# TASKS:
[a] In the passage on Heresy Records below, shorten the paragraph beginning "Heresy Records was founded by" while keeping its main facts.
[b] Count the lines in the listing below that contain the word "curtain". Case counts. Give only the number.

Heresy Records is an independent classical record label based in Dublin.

History
Heresy Records was founded by American opera director Eric Fraad. The label specializes in Early music, Traditional Irish music, World music, Contemporary music and a synthesis of these genres. Heresy Records is known for its unconventional approach to cover art design. It is distributed worldwide by Naxos.

Heresy’s recording of The Wexford Carols, produced by Joe Henry and featuring singers, Caitríona O’Leary, Tom Jones, Rosanne Cash and Rhiannon Giddens reached #1 on the Billboard World Music Chart in 2015.

Heresy’s New York-based imprint, Isotopia Records focuses on diverse styles of popular music.

Repertoire
Composers featured on Heresy Records albums include John Dowland, William Lawes, Henry Lawes, John Ward, Antonio de Salazar, Gaspar Fernandes, Sebastián Durón, Hildegard of Bingen, Guillaume Dufay, Santiago de Murcia, John Cage, Morton Feldman, Roger Doyle, Ian Wilson, Scott Wollschleger, Linda Buckley, Donnacha Dennehy, Enda Bates, and Daniel Figgis.

# MATERIAL FOR THIS EXERCISE:
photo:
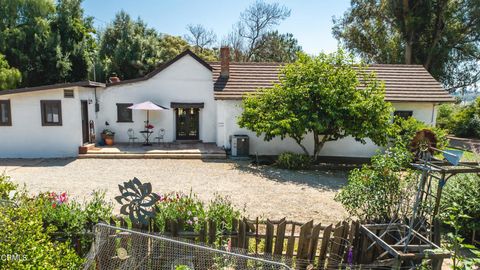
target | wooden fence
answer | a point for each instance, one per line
(305, 244)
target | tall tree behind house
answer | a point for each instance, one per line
(442, 35)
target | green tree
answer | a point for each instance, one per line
(276, 47)
(47, 42)
(320, 95)
(129, 48)
(9, 77)
(74, 32)
(26, 39)
(442, 35)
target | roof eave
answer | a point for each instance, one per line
(51, 87)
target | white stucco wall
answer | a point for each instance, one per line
(27, 138)
(229, 110)
(186, 81)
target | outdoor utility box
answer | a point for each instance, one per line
(240, 145)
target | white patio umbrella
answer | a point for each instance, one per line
(147, 106)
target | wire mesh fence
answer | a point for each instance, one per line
(120, 248)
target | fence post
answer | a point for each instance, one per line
(303, 242)
(280, 238)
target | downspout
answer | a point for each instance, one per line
(433, 122)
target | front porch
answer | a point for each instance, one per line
(175, 150)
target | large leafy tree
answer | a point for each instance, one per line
(325, 95)
(128, 47)
(26, 39)
(442, 35)
(47, 42)
(276, 47)
(74, 33)
(9, 77)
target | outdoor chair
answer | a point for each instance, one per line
(131, 136)
(161, 135)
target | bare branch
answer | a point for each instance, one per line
(200, 37)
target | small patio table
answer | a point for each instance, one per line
(146, 134)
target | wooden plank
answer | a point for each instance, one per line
(234, 237)
(344, 244)
(212, 232)
(291, 242)
(269, 237)
(280, 239)
(324, 247)
(303, 243)
(379, 242)
(335, 255)
(202, 238)
(242, 234)
(337, 240)
(312, 249)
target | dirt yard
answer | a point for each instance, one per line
(264, 192)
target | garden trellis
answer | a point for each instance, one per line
(402, 243)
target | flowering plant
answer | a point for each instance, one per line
(57, 199)
(178, 206)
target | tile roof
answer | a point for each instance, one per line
(403, 83)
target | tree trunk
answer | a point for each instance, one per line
(438, 32)
(408, 33)
(318, 144)
(299, 142)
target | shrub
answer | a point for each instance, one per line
(222, 211)
(178, 206)
(7, 187)
(374, 192)
(445, 116)
(293, 161)
(461, 120)
(402, 132)
(466, 121)
(69, 219)
(23, 236)
(463, 191)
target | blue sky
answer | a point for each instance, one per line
(310, 21)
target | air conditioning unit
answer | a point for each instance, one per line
(240, 145)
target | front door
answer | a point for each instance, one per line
(85, 130)
(187, 123)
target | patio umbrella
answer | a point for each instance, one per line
(147, 106)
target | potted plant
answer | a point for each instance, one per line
(108, 136)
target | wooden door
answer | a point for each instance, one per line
(187, 122)
(85, 128)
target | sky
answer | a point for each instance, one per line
(310, 21)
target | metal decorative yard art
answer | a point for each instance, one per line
(137, 200)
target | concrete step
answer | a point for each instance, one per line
(154, 156)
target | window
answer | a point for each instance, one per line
(68, 93)
(124, 114)
(5, 113)
(403, 114)
(51, 112)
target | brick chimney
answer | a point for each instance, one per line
(113, 78)
(225, 62)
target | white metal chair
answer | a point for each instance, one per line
(131, 136)
(161, 135)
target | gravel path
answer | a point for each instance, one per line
(264, 192)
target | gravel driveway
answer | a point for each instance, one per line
(264, 192)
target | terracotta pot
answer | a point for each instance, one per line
(109, 139)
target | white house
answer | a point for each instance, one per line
(203, 100)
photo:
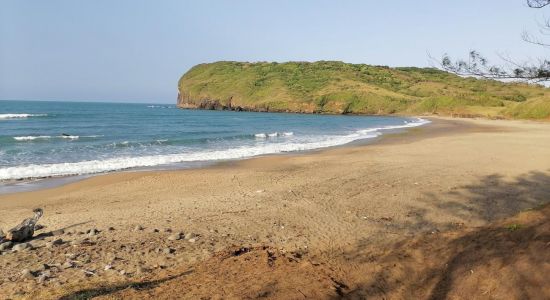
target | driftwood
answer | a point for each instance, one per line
(25, 230)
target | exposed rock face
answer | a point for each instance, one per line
(186, 102)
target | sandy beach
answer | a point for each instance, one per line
(376, 221)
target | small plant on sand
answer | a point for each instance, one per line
(513, 227)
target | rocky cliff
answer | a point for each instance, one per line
(340, 88)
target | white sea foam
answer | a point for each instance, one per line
(20, 116)
(273, 134)
(99, 166)
(159, 106)
(47, 137)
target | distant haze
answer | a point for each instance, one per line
(135, 51)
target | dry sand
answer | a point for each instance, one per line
(379, 221)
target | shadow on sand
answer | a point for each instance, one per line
(506, 259)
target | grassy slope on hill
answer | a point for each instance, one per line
(336, 87)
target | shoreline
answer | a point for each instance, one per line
(12, 186)
(329, 211)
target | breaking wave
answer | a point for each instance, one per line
(127, 162)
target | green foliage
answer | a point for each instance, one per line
(337, 87)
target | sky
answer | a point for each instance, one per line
(136, 51)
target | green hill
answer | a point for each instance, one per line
(336, 87)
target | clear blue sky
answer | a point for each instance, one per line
(136, 51)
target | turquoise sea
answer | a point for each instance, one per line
(43, 139)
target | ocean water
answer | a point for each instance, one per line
(43, 139)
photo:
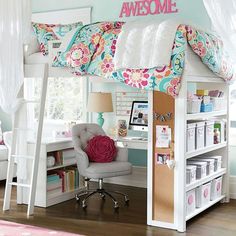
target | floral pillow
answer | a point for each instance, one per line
(101, 149)
(48, 32)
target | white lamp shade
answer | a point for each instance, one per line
(100, 102)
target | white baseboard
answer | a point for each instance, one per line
(138, 178)
(232, 187)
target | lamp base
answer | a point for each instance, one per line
(100, 119)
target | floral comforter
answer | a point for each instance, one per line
(92, 48)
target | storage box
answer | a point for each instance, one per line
(209, 133)
(217, 161)
(201, 168)
(202, 92)
(203, 193)
(206, 107)
(210, 164)
(190, 137)
(193, 106)
(221, 126)
(200, 135)
(216, 188)
(190, 201)
(190, 173)
(218, 103)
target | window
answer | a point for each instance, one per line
(65, 102)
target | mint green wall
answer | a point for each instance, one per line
(190, 11)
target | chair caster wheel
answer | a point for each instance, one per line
(126, 199)
(84, 205)
(116, 205)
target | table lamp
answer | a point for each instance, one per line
(100, 102)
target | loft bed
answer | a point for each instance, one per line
(171, 215)
(34, 60)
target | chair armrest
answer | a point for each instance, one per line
(122, 154)
(82, 161)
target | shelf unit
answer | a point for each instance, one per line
(199, 210)
(43, 199)
(167, 187)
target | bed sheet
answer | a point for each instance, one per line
(92, 48)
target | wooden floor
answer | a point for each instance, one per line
(100, 219)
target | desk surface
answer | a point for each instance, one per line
(132, 143)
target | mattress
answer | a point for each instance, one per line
(193, 64)
(36, 58)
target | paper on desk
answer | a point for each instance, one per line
(163, 136)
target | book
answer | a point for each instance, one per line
(68, 153)
(62, 174)
(54, 185)
(52, 177)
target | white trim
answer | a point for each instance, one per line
(69, 16)
(232, 186)
(138, 178)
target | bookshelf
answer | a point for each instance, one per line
(58, 182)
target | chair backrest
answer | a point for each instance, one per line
(82, 133)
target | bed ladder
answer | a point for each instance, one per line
(34, 158)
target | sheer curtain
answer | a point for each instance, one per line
(15, 17)
(223, 17)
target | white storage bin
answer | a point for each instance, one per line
(216, 188)
(190, 201)
(203, 193)
(217, 161)
(200, 135)
(191, 128)
(209, 133)
(201, 168)
(218, 103)
(194, 106)
(210, 164)
(190, 173)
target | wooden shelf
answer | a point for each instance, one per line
(199, 210)
(60, 166)
(205, 115)
(205, 150)
(205, 179)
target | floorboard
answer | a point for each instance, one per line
(100, 219)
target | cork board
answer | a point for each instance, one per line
(163, 177)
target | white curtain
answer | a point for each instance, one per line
(15, 17)
(223, 16)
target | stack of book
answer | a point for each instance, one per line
(68, 157)
(54, 184)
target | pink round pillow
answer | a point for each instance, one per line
(101, 149)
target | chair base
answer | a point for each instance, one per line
(88, 193)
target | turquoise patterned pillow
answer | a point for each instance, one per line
(48, 32)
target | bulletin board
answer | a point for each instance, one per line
(124, 101)
(163, 176)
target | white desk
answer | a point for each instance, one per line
(132, 143)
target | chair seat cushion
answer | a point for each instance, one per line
(111, 169)
(101, 149)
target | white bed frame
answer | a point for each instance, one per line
(195, 71)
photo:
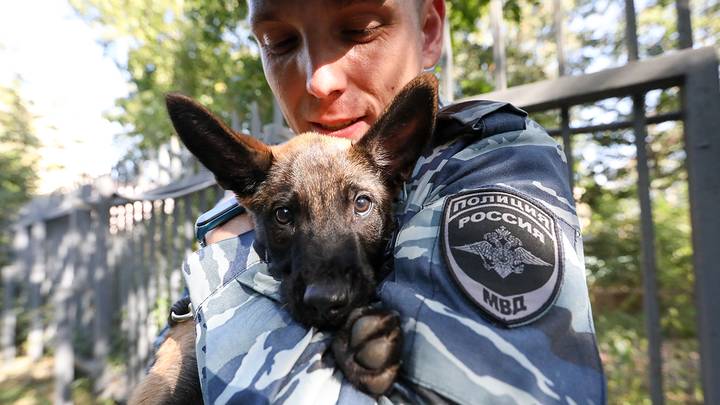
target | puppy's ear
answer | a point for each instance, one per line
(396, 140)
(239, 162)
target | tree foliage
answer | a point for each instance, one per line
(202, 49)
(18, 159)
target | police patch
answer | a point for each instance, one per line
(504, 251)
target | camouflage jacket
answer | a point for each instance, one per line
(488, 278)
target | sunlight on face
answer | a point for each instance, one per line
(335, 64)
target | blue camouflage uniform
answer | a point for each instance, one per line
(488, 279)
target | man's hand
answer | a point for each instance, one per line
(234, 227)
(368, 348)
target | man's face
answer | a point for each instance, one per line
(334, 65)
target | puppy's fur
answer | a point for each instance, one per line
(322, 209)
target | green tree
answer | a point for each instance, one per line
(202, 49)
(18, 160)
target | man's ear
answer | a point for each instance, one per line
(239, 162)
(396, 140)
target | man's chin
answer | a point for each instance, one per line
(353, 131)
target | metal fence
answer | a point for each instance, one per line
(96, 270)
(695, 72)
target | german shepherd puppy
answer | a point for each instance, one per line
(322, 209)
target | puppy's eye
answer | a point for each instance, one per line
(363, 205)
(283, 215)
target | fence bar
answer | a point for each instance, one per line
(9, 314)
(702, 144)
(614, 126)
(647, 248)
(567, 144)
(101, 285)
(37, 275)
(64, 295)
(684, 24)
(496, 24)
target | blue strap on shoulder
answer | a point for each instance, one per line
(225, 210)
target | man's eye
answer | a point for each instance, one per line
(363, 205)
(362, 33)
(283, 215)
(279, 45)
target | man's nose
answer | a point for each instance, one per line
(325, 80)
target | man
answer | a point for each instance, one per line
(488, 266)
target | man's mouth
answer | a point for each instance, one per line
(352, 128)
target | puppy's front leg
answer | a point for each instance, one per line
(173, 379)
(368, 349)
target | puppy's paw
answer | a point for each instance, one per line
(368, 349)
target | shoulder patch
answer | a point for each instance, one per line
(504, 251)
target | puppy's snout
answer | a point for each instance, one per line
(324, 299)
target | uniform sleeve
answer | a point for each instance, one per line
(249, 349)
(489, 276)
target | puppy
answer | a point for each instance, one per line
(322, 209)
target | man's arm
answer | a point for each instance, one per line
(231, 229)
(489, 277)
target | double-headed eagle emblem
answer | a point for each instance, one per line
(502, 252)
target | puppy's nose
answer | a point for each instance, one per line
(324, 299)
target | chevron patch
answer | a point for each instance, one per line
(503, 250)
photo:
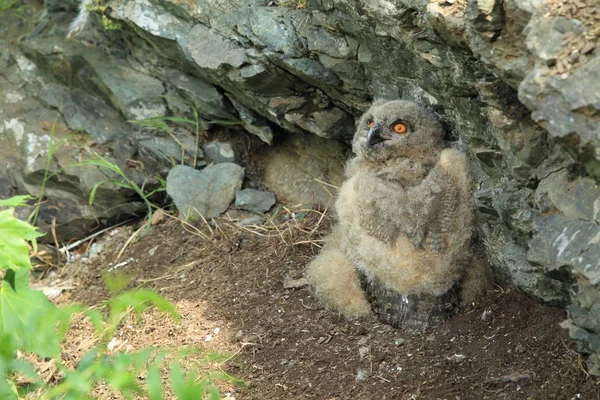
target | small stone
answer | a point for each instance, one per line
(253, 220)
(520, 348)
(364, 351)
(295, 283)
(362, 374)
(152, 251)
(221, 152)
(457, 358)
(254, 200)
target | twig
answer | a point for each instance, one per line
(128, 242)
(170, 275)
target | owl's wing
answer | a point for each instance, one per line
(451, 209)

# SOLUTIONS BY TASK:
[a] American opera director Eric Fraad founded Heresy Records. The label focuses on Early, Traditional Irish, World and Contemporary music, and on blends of them. It is known for unconventional cover art, and Naxos distributes it worldwide.

[b] 2